German journalist (1923–2002)

Rudolf Karl Augstein (5 November 1923 – 7 November 2002) was a German journalist, editor, publicist, and politician. He was one of the most influential German journalists, founder and part-owner of Der Spiegel magazine. As a politician, he was a member of the Bundestag for the Free Democratic Party of Germany (FDP) between November 1972 and January 1973.

==Life and career==
Born in Hanover, Germany, he was a radio operator and artillery observer in the Heer (the German Army) during World War II. By war's end, he held the rank of Leutnant der Reserve (reserve officer). He founded Der Spiegel in 1946/1947, which became (and still is) the most important investigative weekly magazine in Germany. During the Spiegel affair of 1961-62, he was arrested and jailed for 103 days, until Franz Josef Strauß was forced to resign as Minister of Defense under continuing protest from the public and the resignation of the FDP cabinet members. Augstein became a member of the West German parliament the Bundestag in 1972 for the Free Democrats for North Rhine-Westphalia, but resigned only a year later, to focus on his duties as a journalist. It has been speculated that he considered himself much more influential with his magazine than he ever was in the legislature.

▬▬▬▬▬▬▬▬▬▬

[TASKS AND EXERCISES]
A. Reproduce the passage on Rudolf Augstein word for word from "Rudolf Karl Augstein" to "and January 1973.".
B. Answer these questions from the passage on Rudolf Augstein:
(i) In which city was he born?
(ii) For how many days was he jailed during the Spiegel affair?
(iii) Which party did he represent in the Bundestag?
The records have no connection to the passage on Rudolf Augstein.

[GIVEN ENTRIES]
▬▬▬▬▬▬▬▬▬▬

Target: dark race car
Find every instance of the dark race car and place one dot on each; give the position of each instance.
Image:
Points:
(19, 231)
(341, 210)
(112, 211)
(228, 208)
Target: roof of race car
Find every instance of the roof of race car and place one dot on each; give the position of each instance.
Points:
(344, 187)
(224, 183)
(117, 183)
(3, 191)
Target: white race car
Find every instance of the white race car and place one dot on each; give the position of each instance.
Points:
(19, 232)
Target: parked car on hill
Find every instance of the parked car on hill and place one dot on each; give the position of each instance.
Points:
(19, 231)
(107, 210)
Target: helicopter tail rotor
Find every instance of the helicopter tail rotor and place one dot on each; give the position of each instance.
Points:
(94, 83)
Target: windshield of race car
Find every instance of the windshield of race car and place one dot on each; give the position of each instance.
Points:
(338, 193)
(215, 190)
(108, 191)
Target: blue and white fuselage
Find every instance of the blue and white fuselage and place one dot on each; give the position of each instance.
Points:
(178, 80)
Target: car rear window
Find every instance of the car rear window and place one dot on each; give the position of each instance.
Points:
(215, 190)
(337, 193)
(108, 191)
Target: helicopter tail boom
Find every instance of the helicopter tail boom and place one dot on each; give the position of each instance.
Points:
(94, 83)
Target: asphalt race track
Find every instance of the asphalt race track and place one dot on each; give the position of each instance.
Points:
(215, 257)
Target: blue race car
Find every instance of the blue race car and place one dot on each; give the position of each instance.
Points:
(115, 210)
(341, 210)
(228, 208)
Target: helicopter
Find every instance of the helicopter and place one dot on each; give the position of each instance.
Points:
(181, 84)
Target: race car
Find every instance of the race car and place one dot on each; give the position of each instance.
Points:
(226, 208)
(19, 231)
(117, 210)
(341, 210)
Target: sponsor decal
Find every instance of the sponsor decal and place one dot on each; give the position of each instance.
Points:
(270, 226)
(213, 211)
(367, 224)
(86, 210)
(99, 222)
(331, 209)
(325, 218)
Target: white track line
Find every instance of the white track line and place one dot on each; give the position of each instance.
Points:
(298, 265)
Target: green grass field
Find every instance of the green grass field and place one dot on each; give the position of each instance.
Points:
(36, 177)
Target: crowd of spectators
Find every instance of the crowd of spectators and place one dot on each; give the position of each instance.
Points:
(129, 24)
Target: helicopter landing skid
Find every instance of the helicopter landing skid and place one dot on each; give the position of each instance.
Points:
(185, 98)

▬▬▬▬▬▬▬▬▬▬

[WRITTEN ANSWERS]
A.
Rudolf Karl Augstein (5 November 1923 – 7 November 2002) was a German journalist, editor, publicist, and politician. He was one of the most influential German journalists, founder and part-owner of Der Spiegel magazine. As a politician, he was a member of the Bundestag for the Free Democratic Party of Germany (FDP) between November 1972 and January 1973.

B.
(i) Hanover, Germany.
(ii) 103 days.
(iii) The Free Democratic Party of Germany (FDP).